§ **Exercise instructions**
Repeat, line for line, the entries printed below.

[Pointing dataset excerpts]

** BEGIN **

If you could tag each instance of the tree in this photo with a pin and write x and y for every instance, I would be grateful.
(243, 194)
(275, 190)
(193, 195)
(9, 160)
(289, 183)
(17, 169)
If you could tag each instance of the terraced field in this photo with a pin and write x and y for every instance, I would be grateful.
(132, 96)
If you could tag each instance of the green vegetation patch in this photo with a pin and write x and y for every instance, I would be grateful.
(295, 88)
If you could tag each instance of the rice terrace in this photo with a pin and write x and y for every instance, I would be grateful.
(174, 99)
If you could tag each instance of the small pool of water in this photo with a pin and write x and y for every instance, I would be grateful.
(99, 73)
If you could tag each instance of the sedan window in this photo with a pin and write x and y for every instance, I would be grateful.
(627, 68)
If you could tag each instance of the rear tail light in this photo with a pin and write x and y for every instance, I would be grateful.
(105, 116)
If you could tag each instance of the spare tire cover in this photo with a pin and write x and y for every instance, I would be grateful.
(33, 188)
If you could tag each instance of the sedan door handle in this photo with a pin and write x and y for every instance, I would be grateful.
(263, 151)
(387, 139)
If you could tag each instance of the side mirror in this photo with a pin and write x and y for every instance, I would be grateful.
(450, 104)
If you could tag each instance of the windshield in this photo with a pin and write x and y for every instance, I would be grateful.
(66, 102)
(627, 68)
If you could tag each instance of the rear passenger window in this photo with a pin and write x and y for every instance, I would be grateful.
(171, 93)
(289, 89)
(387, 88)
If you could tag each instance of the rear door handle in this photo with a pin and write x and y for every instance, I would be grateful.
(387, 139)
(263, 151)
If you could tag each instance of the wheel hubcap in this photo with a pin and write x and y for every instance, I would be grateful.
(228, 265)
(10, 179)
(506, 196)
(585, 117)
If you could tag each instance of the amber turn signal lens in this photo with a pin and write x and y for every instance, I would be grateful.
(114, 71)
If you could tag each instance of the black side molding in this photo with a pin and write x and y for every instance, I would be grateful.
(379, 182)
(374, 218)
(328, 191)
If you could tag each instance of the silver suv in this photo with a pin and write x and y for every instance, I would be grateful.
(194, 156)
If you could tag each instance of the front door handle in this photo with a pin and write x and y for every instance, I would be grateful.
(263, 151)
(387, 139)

** END **

§ **Solution for this problem**
If you could tag each instance of the tree in this photo with a pin and write x and y for every instance, I would be grateful.
(243, 194)
(275, 190)
(193, 195)
(9, 160)
(289, 183)
(17, 169)
If you could tag each instance of the terraced field in this photo with a pin and write x and y for every instance, I would be grateful.
(132, 96)
If you could tag each instance of the green vegetation patch in this photo with a pin and write x and y for every instance, I would be grateful.
(295, 88)
If you could tag each instance of the rice terrace in this photo with a pin and write x and y for every instance, I would be grateful.
(174, 99)
If you could tag each instance of the small pool of water in this photo with a pin and write x and y for every instance, I would be grateful.
(99, 73)
If you could tag each instance of the sedan window in this photo with a pin and write x and y for every instance, I would be grateful.
(627, 68)
If you could tag each instance of the rear tail light in this photo with a pin and write x and y for every instance, I would be grateful.
(105, 116)
If you could tag each instance of the spare tire cover in this photo with a pin and write x and y for every instance, I would be grateful.
(33, 188)
If you could tag each instance of the sedan door handle in this photo with a pin and write x and y for every instance, I would be grateful.
(263, 151)
(387, 139)
If you could tag each instance of the side mirror in this photo with a pin and write x and y for every instance, I would be grateful.
(450, 104)
If you could tag each instance of the windshield in this photo with a pin and write x and y for every instance, I would be grateful.
(66, 102)
(627, 68)
If you could tag each instance of the rear passenger window in this photo with a pin and write x and y for every instance, I would be grateful.
(171, 93)
(289, 89)
(387, 88)
If you could tag each instance of the rear door handle in this photo with a pin and write x and y for every instance, I would be grateful.
(387, 139)
(263, 151)
If you could tag each instance of the wheel hubcap in this photo with a pin and write x and y for every instance, I would be grateful.
(228, 265)
(10, 179)
(506, 196)
(585, 117)
If you could tag each instance of the amber turn signal lens in this photo with a pin and write x and y for every instance, I would be grateful.
(114, 71)
If you could tag each instance of the black side molding in this photo with a pin and write x and y for every instance, I would be grateful.
(379, 182)
(374, 218)
(328, 191)
If you could tag each instance of the silver suv in this photo with a pin and write x and y for every instance, I would be grateful.
(194, 156)
If you could tag each instance of the front door handle in this photo with a pin and write x and y for every instance, I would be grateful.
(263, 151)
(387, 139)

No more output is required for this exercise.